▶ _Document_:
.....
To analyze the enhancement effect of fly ash and fibers on the performance of CCR-stabilized soil, three groups of specimens were designed for the performance test. The ratios for lime- and ash-stabilized soil were set with reference to the “Technical Guidelines for the Construction of Highway Roadbases” (JTG/T F20-2015, Chinese national specification) [21]. The first comprised three types of CCR-stabilized soil specimens: the CCR content was 9%, 11%, and 13%, which were recorded as CS-1, CS-2, and CS-3, respectively. The second encompassed three kinds of CCR–fly-ash-composite-stabilized soil specimens: (a) the weight ratio of CCR to fly ash was 1:1, and the glue (CCR and fly ash)-to-soil ratio was 20%; (b) the weight ratio of CCR to fly ash was 1:3, and the glue–soil ratio was 20%; (c) the weight ratio of CCR to fly ash was 1:3, and the glue–soil ratio was 30%, which were recorded as CFAS-1, CFAS-2, and CFAS-3. It must be noted that CS, CFAS, and LFAS represented CCR-, CCR–fly-ash-, and lime–fly-ash-stabilized soil, respectively. The third was the fiber-reinforced CCR–fly-ash-stabilized soil specimens, in which the optimal proportion of CCR and fly ash was determined through optimization.

After drying, crushing, and removing impurities through a 2.36 mm sieve, the test soil was weighed and mixed evenly prior to being simmered for 12 h according to the above test scheme. The 50 × 50 mm specimen, formed by the static pressure method, should be numbered after desiccation. The quality and dimensions of the specimens were measured, respectively, with a balance with an accuracy of 0.01 g and a vernier caliper. The compactness of the actual formed specimen was then calculated. Typically, the compactness of the specimen after formation does not exceed ±1% of the standard compactness. The compactness of the specimens used in the test was 97%. The specimens were sealed with plastic film and stored in a climate-controlled box (temperature 20 ± 2 °C, humidity ≥ 95%) for 6 days. On the 7th day, the specimens were removed and filled with water at 20 °C for 24 h (Figure 2).
.....
▶ _Instructions to follow_:
Rewrite the part of the soil stabilization text starting at "After drying, crushing, and" and ending at "h (Figure 2).", changing "vernier caliper" to "digital caliper".

▶ _Data section_:
.....
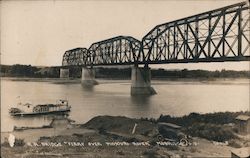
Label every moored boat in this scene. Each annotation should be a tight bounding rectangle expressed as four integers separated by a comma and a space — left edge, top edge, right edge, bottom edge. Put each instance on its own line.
9, 100, 71, 116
.....
▶ _Final result_:
After drying, crushing, and removing impurities through a 2.36 mm sieve, the test soil was weighed and mixed evenly prior to being simmered for 12 h according to the above test scheme. The 50 × 50 mm specimen, formed by the static pressure method, should be numbered after desiccation. The quality and dimensions of the specimens were measured, respectively, with a balance with an accuracy of 0.01 g and a digital caliper. The compactness of the actual formed specimen was then calculated. Typically, the compactness of the specimen after formation does not exceed ±1% of the standard compactness. The compactness of the specimens used in the test was 97%. The specimens were sealed with plastic film and stored in a climate-controlled box (temperature 20 ± 2 °C, humidity ≥ 95%) for 6 days. On the 7th day, the specimens were removed and filled with water at 20 °C for 24 h (Figure 2).